» What is required
Below are lines of data; restate word for word those running from the line containing "421, row 31." to the line containing "1169, row 365.", inclusive, and no others.

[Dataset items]
►
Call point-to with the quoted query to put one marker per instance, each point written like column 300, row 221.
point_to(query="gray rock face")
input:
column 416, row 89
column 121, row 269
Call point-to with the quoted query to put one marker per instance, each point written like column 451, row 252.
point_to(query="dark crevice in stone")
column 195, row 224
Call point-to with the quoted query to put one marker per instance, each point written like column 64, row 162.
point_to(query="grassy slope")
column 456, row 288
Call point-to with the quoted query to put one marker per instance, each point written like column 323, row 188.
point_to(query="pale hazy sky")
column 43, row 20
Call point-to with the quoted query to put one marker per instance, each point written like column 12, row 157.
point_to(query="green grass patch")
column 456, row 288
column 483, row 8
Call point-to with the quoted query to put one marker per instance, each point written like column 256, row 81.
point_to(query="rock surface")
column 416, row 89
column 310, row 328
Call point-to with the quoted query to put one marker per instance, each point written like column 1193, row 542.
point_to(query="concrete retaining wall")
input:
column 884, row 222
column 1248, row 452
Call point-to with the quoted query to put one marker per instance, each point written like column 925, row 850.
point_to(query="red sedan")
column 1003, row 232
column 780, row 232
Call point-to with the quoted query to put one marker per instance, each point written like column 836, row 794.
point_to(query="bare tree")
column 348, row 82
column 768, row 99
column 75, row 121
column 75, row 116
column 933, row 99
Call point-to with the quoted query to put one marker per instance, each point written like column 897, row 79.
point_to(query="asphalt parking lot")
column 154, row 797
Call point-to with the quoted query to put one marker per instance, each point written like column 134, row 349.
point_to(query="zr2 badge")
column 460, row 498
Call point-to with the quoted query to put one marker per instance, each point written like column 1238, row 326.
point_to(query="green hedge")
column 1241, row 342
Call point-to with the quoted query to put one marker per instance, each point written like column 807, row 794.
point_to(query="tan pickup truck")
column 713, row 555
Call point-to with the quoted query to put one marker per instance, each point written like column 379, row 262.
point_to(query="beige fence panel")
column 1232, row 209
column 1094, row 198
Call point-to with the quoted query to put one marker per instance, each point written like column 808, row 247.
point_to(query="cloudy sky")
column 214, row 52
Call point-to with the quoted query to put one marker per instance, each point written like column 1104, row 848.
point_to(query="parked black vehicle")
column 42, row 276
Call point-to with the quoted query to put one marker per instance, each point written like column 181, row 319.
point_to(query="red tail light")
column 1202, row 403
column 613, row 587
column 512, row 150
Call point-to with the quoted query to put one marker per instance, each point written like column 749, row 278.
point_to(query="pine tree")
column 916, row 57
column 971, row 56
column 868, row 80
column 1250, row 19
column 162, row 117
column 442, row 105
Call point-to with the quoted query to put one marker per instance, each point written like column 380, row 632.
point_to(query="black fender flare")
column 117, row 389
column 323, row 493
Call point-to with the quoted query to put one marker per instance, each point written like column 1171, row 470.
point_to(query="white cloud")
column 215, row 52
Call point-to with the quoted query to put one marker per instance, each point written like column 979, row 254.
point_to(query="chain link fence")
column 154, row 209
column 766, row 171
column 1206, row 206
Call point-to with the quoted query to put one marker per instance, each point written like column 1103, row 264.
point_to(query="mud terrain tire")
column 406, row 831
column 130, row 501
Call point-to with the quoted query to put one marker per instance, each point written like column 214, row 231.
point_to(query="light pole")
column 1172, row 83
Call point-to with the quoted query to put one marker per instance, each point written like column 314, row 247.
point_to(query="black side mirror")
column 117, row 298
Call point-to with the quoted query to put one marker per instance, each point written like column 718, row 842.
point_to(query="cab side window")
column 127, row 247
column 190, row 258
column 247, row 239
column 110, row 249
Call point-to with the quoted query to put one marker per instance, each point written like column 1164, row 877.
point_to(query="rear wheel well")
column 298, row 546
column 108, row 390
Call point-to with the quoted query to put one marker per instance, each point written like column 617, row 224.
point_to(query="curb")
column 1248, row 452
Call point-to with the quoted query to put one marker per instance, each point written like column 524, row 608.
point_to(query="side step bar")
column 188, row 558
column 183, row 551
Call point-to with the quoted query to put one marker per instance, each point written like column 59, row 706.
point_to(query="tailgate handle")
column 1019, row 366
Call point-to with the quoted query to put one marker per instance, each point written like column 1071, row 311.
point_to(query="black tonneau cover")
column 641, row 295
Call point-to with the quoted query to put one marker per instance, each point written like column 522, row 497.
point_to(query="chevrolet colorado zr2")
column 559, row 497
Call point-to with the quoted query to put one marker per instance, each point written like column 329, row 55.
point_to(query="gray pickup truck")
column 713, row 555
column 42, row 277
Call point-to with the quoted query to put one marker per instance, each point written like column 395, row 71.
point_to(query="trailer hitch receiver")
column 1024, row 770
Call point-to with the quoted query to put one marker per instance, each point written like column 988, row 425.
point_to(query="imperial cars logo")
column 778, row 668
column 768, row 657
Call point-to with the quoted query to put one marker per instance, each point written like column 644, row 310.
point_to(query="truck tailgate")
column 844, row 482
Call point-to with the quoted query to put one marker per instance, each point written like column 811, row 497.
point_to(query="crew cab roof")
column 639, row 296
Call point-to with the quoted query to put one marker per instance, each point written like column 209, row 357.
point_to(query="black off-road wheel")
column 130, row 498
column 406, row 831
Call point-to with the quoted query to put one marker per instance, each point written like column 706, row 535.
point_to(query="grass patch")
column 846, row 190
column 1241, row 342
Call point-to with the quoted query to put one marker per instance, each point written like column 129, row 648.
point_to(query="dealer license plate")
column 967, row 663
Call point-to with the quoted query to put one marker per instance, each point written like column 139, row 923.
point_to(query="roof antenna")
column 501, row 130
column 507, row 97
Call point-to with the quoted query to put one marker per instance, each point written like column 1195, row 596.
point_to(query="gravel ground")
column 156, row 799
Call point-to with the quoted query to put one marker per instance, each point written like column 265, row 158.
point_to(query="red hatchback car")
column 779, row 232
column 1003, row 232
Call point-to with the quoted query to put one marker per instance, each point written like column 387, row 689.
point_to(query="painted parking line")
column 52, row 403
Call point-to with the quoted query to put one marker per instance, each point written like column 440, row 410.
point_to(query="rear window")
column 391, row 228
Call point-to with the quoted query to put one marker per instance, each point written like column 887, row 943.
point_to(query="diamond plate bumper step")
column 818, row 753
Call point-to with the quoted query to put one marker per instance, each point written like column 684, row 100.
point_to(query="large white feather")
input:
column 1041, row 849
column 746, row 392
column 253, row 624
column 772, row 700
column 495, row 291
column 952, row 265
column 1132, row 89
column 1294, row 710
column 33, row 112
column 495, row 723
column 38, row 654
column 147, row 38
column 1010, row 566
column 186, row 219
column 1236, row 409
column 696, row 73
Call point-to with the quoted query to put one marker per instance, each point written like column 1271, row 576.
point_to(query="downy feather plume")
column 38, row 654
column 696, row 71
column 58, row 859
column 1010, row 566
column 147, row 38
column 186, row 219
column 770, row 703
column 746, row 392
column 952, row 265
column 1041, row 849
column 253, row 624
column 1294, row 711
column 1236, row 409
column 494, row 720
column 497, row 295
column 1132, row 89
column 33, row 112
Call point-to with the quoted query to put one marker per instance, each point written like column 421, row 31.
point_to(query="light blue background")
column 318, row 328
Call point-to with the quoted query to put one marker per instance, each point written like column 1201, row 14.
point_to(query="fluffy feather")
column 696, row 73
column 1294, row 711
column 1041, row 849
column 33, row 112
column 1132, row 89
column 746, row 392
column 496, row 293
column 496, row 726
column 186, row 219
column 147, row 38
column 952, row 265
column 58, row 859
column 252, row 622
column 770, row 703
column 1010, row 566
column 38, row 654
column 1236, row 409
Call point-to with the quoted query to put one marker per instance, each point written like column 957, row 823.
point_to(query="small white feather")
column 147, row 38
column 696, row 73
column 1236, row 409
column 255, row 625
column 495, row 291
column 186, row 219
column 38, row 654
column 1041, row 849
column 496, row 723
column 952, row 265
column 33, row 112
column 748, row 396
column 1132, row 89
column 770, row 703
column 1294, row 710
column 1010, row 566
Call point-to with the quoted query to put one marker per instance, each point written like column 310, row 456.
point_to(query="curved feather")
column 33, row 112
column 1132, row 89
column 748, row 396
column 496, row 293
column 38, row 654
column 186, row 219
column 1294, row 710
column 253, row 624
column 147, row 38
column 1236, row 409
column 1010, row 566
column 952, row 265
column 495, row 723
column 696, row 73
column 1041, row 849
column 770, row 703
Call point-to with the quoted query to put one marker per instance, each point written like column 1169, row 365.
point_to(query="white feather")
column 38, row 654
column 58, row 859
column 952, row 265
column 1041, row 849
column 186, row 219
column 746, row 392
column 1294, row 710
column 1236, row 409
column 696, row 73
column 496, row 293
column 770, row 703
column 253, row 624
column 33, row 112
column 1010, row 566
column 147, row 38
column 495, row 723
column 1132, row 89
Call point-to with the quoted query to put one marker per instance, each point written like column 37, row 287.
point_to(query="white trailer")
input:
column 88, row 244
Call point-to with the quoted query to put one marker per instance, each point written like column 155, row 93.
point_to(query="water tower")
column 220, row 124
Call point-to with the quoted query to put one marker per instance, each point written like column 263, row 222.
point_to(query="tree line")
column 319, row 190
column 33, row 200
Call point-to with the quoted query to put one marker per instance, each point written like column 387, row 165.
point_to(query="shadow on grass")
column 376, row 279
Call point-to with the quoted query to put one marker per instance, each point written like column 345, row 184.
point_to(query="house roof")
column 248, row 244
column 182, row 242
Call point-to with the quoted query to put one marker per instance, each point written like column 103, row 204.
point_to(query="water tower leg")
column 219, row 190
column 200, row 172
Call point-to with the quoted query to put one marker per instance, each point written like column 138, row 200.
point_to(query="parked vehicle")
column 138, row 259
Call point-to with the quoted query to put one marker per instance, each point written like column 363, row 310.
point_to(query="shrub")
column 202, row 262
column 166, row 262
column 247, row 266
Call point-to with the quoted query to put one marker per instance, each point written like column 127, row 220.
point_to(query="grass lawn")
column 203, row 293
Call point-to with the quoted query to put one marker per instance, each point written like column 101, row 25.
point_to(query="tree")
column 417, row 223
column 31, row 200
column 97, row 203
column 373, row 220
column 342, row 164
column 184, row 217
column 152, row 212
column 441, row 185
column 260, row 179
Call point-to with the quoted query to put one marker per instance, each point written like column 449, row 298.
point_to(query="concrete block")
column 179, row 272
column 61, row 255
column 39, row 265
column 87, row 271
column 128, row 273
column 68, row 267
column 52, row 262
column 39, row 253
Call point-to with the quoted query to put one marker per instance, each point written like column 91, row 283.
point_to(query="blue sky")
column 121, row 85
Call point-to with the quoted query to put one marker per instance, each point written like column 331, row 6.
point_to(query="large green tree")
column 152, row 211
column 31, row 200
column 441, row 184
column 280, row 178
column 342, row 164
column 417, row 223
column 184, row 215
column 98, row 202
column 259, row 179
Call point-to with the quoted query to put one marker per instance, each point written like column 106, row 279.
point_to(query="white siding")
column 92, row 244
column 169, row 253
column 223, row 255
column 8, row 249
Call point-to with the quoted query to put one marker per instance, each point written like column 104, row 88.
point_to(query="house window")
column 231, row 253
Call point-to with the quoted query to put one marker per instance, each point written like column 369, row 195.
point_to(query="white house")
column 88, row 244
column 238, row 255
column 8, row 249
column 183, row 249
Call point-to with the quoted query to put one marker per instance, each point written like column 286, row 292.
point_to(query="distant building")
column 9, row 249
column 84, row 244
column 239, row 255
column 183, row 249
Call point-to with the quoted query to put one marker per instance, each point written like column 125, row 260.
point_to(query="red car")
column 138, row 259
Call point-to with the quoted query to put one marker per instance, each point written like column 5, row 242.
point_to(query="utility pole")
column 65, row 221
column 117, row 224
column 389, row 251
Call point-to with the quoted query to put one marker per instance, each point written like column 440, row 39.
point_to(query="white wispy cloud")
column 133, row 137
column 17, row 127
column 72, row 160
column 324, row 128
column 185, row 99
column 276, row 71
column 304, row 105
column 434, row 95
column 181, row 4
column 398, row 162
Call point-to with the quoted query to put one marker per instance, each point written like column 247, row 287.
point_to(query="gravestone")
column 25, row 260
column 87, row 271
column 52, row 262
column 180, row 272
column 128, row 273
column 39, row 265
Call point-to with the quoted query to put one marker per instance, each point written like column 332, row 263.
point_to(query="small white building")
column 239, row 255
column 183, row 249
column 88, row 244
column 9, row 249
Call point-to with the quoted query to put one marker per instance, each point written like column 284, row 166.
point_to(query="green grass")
◄
» Completed task
Call point-to with the quoted query to put one marker per instance, each point written like column 421, row 31.
point_to(query="light blue background")
column 318, row 328
Call point-to with the quoted query to put one marker per instance, each point written like column 1201, row 14.
point_to(query="fluffy feather")
column 696, row 73
column 1294, row 711
column 1041, row 849
column 33, row 112
column 1132, row 89
column 746, row 392
column 496, row 293
column 496, row 726
column 186, row 219
column 147, row 38
column 952, row 265
column 58, row 859
column 252, row 622
column 770, row 703
column 1010, row 566
column 38, row 654
column 1236, row 409
Call point-to with the quoted query to put one marker per instance, each point written like column 957, row 823.
point_to(query="small white feather")
column 147, row 38
column 696, row 73
column 1236, row 409
column 255, row 625
column 495, row 291
column 186, row 219
column 38, row 654
column 1041, row 849
column 496, row 723
column 952, row 265
column 33, row 112
column 748, row 396
column 1132, row 89
column 770, row 703
column 1294, row 710
column 1010, row 566
Call point-to with the quoted query to put one marker per instance, each point written like column 310, row 456.
point_to(query="curved feather")
column 33, row 112
column 1132, row 89
column 748, row 396
column 496, row 293
column 38, row 654
column 186, row 219
column 1294, row 710
column 253, row 624
column 147, row 38
column 1236, row 409
column 1010, row 566
column 952, row 265
column 495, row 723
column 696, row 73
column 1041, row 849
column 770, row 703
Call point-to with the quoted query to put one marker per instance, each point written like column 1169, row 365.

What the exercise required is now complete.